*** Document text ***
Tuesday, September 27, 2016

Notes on "Blockchain and Health IT: Algorithms, Privacy, and Data" whitepaper (1 of 15 in the ONC blockchain series)


I read through Blockchain and Health IT:Algorithms, Privacy, and Data , a whitepaper prepared for the ONC* and re-invigorated my enthusiasm for blockchain in Healthcare.  The authors start with the growing awareness that current centralized databases "cannot assure security and data integrity, regardless [of] de-identification and controlled access requirements." And, they suggest that "Safe, vetted queries that are distributed to private, encrypted databases assure that organizations and participants can share health care data with cryptographic guarantees of privacy with various stakeholders, assuring momentum for a new era of medical research and practice." Sounds good.
*** End of Document text ***
*** Raw data ***
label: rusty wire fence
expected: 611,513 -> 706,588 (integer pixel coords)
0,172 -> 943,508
*** End of Raw data ***
## Task item:
Pick up the blog post about the blockchain and health IT whitepaper where it stops, and continue it. None of the lines are needed here.

## Answer box:
They propose that an MIT platform project called "OPAL/Enigma" provides a blockchain-driven, secure environment suitable for healthcare data.  Furthermore, they suggest that the platform will improve interoperability and reduce time and cost of utilizing infrastructure to analyze and process data that supports clinical trials and development of drugs and treatments.  In short, the OPAL/Enigma platform (and other blockchain solutions) end the legacy of centralized healthcare databases that are essentially (my thoughts inserted here) large safes of gold awaiting a hacker's demonstration of safe-cracking (and/or people-cracking, termed "social engineering") skills.

One of the core concepts to the security and privacy mechanism in this solution is that "significant security compromises would require consensus" among the ledger holders. In layman's terms, I assume that this plays out like this:
Bad Actor: "I want to get to this record on Ben Franklin's Syphilis treatments and sell it"
Ledger Owner (a computer somewhere in the world): "Are you entitled to this record?"
Bad Actor: "Yes"
Ledger Owner: "I'm going to ask 1,000 other ledger co-owners if this is true."
Bad Actor: "You're a bit of a nuisance."
Ledger Owner: "I asked around. You're not entitled to this record. And, I've logged your request"
Bad Actor: "I bet you're not much fun at parties."

My summation of this is that, in this case, the hacker's-gold is distributed all around the world and requires multiple key-holders to turn their keys in order to release the data.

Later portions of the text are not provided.